**Work required:**
Extract all records. Keep each one exact.

[Point-based annotation data]
• • •

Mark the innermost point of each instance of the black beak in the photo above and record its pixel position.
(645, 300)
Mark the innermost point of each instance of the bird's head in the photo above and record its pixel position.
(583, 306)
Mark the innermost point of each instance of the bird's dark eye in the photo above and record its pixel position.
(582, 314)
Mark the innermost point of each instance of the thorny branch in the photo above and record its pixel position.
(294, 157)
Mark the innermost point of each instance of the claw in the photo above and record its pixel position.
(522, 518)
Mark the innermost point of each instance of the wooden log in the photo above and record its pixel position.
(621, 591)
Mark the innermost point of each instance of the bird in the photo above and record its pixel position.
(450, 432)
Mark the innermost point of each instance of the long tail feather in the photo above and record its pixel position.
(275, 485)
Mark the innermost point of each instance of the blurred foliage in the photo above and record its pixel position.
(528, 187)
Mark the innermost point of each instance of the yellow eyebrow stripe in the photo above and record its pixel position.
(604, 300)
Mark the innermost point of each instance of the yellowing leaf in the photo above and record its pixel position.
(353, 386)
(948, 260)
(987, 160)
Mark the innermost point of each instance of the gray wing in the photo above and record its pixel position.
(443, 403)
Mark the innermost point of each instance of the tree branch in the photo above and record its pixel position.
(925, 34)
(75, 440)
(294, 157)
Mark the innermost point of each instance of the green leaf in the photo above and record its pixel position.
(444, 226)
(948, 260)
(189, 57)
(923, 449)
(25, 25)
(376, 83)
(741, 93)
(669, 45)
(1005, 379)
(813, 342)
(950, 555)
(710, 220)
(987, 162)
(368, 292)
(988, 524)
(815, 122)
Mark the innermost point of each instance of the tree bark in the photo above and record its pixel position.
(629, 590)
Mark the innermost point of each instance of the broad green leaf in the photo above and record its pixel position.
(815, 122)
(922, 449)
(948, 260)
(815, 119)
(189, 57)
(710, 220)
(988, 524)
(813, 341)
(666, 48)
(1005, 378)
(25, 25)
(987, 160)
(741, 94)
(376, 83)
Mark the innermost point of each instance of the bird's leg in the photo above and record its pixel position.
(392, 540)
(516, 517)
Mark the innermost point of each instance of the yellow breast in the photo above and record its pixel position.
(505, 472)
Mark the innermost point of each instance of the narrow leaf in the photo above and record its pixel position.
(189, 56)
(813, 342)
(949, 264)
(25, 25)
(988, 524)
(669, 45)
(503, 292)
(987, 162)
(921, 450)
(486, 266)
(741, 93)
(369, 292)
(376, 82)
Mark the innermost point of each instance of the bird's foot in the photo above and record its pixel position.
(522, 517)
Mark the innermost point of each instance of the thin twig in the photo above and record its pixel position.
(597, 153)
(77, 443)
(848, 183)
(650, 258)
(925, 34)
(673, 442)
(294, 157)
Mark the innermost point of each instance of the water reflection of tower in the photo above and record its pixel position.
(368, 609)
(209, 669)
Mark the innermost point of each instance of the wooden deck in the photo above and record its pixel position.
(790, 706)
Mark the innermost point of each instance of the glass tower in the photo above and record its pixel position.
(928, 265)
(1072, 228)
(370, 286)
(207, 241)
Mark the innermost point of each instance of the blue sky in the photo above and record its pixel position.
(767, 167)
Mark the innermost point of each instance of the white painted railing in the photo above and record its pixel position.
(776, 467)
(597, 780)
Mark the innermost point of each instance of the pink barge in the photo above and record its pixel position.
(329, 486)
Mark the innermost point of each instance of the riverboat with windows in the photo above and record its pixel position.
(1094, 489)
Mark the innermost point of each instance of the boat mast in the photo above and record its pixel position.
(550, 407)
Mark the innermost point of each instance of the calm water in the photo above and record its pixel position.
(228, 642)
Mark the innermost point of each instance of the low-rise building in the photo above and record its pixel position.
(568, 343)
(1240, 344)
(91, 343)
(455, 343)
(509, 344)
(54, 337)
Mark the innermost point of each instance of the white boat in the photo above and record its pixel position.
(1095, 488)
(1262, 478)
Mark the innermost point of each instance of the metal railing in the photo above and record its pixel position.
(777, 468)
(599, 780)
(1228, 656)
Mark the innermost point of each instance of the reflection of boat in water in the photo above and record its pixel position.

• • •

**Solution to the exercise:**
Mark the innermost point of each instance of the black beak in the photo above and record its pixel position.
(645, 300)
Mark the innermost point of each instance of the bird's head in the photo above and record its pixel position.
(583, 306)
Mark the innermost point of each instance of the bird's dark eye in the photo above and record its pixel position.
(582, 314)
Mark the innermost point of each instance of the thorny branch in the photo above and record its pixel position.
(294, 157)
Mark the innermost point of each instance of the claw in the photo above and record its pixel position.
(522, 518)
Mark the innermost point of each instance of the wooden log in the photo above and record its pixel position.
(621, 591)
Mark the innermost point of each instance of the bird in the photo above and record its pixel position.
(450, 432)
Mark the innermost point of each instance of the long tail feather in the photo above and record its pixel position.
(275, 485)
Mark the innermost point of each instance of the blurred foliage in the photo above and record its pixel position.
(528, 187)
Mark the innermost point of each instance of the yellow eyebrow stripe in the photo above and record its pixel position.
(604, 300)
Mark the innermost point of each instance of the yellowing leaf in the photo above and record its pixel position.
(353, 386)
(948, 260)
(987, 160)
Mark the innermost point of each instance of the gray wing in the photo above and record its pixel position.
(443, 403)
Mark the innermost point of each instance of the tree branch in the photo above and record its pixel position.
(925, 34)
(75, 440)
(294, 157)
Mark the innermost point of each instance of the green leaf in the photo above and record its pixel position.
(444, 226)
(948, 260)
(189, 57)
(923, 449)
(25, 25)
(376, 83)
(741, 93)
(669, 45)
(1005, 379)
(813, 342)
(950, 555)
(710, 220)
(987, 162)
(368, 292)
(988, 524)
(815, 122)
Mark the innermost point of each instance of the tree bark in the photo above and record its pixel position.
(629, 590)
Mark the innermost point of each instance of the broad green leaf in the photo above and record its pixel position.
(815, 122)
(922, 449)
(948, 260)
(815, 119)
(189, 57)
(710, 220)
(988, 524)
(813, 341)
(666, 48)
(1005, 378)
(25, 25)
(987, 160)
(741, 94)
(376, 83)
Mark the innermost point of each instance of the bird's leg in the photo above and record its pixel position.
(392, 540)
(516, 517)
Mark the innermost point of each instance of the yellow breast in the photo above and record its pixel position.
(505, 472)
Mark the innermost point of each instance of the narrow leaf in the photo above and record its pixel position.
(189, 56)
(813, 342)
(949, 264)
(25, 25)
(988, 524)
(669, 45)
(503, 292)
(987, 162)
(921, 450)
(486, 266)
(741, 93)
(369, 292)
(376, 82)
Mark the innermost point of each instance of the bird's foot in the photo above and record its pixel position.
(522, 517)
Mark the innermost point of each instance of the thin twig in the photo above and record its pixel position.
(597, 153)
(77, 443)
(848, 183)
(650, 258)
(925, 34)
(673, 442)
(294, 157)
Mark the innermost point of each instance of the water reflection of tower in the photo above and record its pixel position.
(368, 609)
(209, 669)
Mark the innermost point of each instance of the wooden deck in the photo above and record its pixel position.
(790, 706)
Mark the innermost point of each instance of the glass tower in the photo above and record its pixel position.
(928, 265)
(1072, 228)
(370, 286)
(207, 241)
Mark the innermost point of each instance of the blue sky in the photo above and record its pixel position.
(767, 167)
Mark the innermost point of each instance of the white painted railing in the photo above and record its pixel position.
(776, 467)
(597, 780)
Mark the innermost point of each instance of the pink barge in the photo above and record its pixel position.
(329, 486)
Mark the innermost point of each instance of the riverboat with windows in the photo above and record its pixel position.
(1094, 489)
Mark the innermost point of each instance of the boat mast in the photo above and record its pixel position.
(550, 407)
Mark the innermost point of each instance of the calm water in the photo above and record its pixel position.
(228, 642)
Mark the innermost point of each instance of the low-rise building in the photo above and record its pixel position.
(568, 343)
(1240, 344)
(91, 343)
(455, 343)
(509, 344)
(54, 337)
Mark the innermost point of each instance of the white boat in the photo above and record its pixel position.
(1095, 488)
(1262, 478)
Mark the innermost point of each instance of the metal railing in the photo above and record its pixel position.
(777, 468)
(599, 780)
(1228, 656)
Mark the innermost point of each instance of the reflection of boat in water in the photo above and record its pixel position.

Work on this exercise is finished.